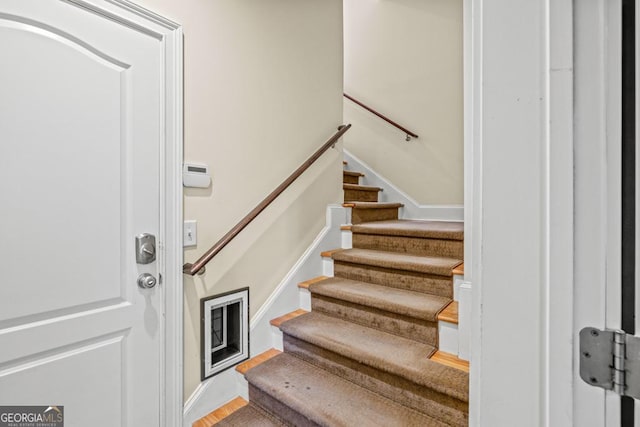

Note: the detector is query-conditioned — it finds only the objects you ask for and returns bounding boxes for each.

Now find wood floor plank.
[269,308,308,328]
[431,350,469,372]
[438,301,458,325]
[236,348,282,375]
[192,397,249,427]
[298,276,328,289]
[452,262,464,276]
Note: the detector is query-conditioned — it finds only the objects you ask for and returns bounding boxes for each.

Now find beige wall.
[138,0,343,399]
[344,0,463,205]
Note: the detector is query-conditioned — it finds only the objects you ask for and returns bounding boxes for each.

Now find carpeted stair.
[212,165,468,426]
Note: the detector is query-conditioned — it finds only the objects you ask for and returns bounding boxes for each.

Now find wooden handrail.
[182,124,351,276]
[342,93,418,141]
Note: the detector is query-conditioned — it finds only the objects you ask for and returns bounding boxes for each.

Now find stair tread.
[351,219,464,240]
[192,397,249,427]
[342,184,382,192]
[431,350,469,372]
[342,202,404,209]
[215,403,286,427]
[332,248,462,277]
[309,277,451,322]
[280,312,469,402]
[246,353,445,426]
[298,276,328,289]
[269,308,308,328]
[236,348,282,375]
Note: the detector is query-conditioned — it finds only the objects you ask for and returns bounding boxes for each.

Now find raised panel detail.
[0,335,126,427]
[0,21,130,322]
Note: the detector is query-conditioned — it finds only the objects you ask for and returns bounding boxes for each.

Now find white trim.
[464,0,484,426]
[101,0,184,427]
[183,205,349,426]
[541,0,574,425]
[342,149,464,221]
[465,0,573,426]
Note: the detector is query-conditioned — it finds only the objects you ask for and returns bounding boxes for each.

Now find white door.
[0,0,163,427]
[573,0,640,427]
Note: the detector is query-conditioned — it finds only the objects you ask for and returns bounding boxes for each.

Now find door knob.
[138,273,158,289]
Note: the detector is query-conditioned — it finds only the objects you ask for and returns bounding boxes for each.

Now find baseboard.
[343,149,464,221]
[183,205,347,427]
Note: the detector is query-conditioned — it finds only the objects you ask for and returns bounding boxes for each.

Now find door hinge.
[580,327,640,399]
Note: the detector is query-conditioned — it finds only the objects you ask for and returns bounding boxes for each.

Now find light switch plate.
[182,220,198,248]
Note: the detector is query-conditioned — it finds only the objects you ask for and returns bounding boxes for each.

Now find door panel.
[573,0,621,427]
[0,0,162,427]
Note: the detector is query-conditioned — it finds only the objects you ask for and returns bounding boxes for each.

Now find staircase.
[194,163,468,427]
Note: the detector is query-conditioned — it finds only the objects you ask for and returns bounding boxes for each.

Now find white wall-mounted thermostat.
[182,163,211,188]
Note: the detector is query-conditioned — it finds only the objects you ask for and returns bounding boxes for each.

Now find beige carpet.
[222,171,469,427]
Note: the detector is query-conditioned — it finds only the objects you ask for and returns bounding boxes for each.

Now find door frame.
[464,0,575,426]
[74,0,183,427]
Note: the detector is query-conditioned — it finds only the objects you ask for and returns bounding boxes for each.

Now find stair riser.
[333,261,453,298]
[282,334,469,426]
[342,175,360,185]
[352,233,464,259]
[249,384,320,427]
[344,190,378,202]
[311,295,438,346]
[351,208,398,224]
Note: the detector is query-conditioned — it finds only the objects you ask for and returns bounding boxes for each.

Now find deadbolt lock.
[136,233,156,264]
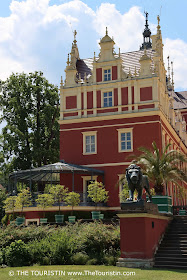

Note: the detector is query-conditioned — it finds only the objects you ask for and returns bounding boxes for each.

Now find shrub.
[72,252,89,265]
[27,237,52,265]
[1,214,8,226]
[5,240,31,266]
[0,251,3,265]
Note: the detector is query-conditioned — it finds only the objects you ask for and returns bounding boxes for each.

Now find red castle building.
[59,14,187,209]
[6,13,187,224]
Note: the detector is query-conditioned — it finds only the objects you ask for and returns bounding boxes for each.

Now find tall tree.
[137,142,187,194]
[0,72,59,170]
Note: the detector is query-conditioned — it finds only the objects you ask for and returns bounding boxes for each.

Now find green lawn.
[0,265,187,280]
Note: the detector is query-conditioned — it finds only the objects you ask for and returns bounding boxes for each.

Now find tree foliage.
[4,196,17,215]
[64,192,80,215]
[137,142,187,193]
[0,189,7,220]
[36,193,54,217]
[0,72,59,170]
[88,181,108,207]
[49,185,68,213]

---

WHAT IS BEING ASKED => Transcribe the records line for line, starting at their beginning and ending at the line that contains "[0,21,130,322]". Leave the pictures out of your answer.

PROBLEM SOLUTION =>
Note: the detector is query-conditioned — it finds only the objects you ask for and returns bounding boxes for each.

Now find wood floor plank.
[269,308,308,328]
[431,350,469,372]
[438,301,458,325]
[236,348,282,375]
[192,397,249,427]
[298,276,328,289]
[452,262,464,276]
Note: the detector is query-conditioned — it finds only the objects you ask for and returns bounding boxes for each.

Now find beige wall.
[138,0,343,399]
[344,0,463,205]
Note: the detector is query-conditioned — it finds only the objects you ask for and returns bounding boxes for each.

Now find carpeted stair.
[212,165,468,426]
Note: the detector is query-conditioned — it finds only the objects you ask for and returns bounding boxes for each.

Now find wooden handrail.
[182,124,351,276]
[342,93,418,141]
Note: the detector is query-conditioned — it finds only the objects you ask for and returns bounding boxes for each.

Now find stair tread.
[351,219,464,240]
[192,397,249,427]
[342,184,382,192]
[431,350,469,372]
[342,202,404,209]
[215,403,286,427]
[332,248,462,277]
[309,277,451,322]
[280,312,469,402]
[246,353,445,426]
[298,276,328,289]
[269,308,308,328]
[236,348,282,375]
Note: the detector is query-conditioned — it finds only the objects you ask for and returns bounding boxes for each.

Now find raised panel detail.
[0,335,126,427]
[0,21,130,322]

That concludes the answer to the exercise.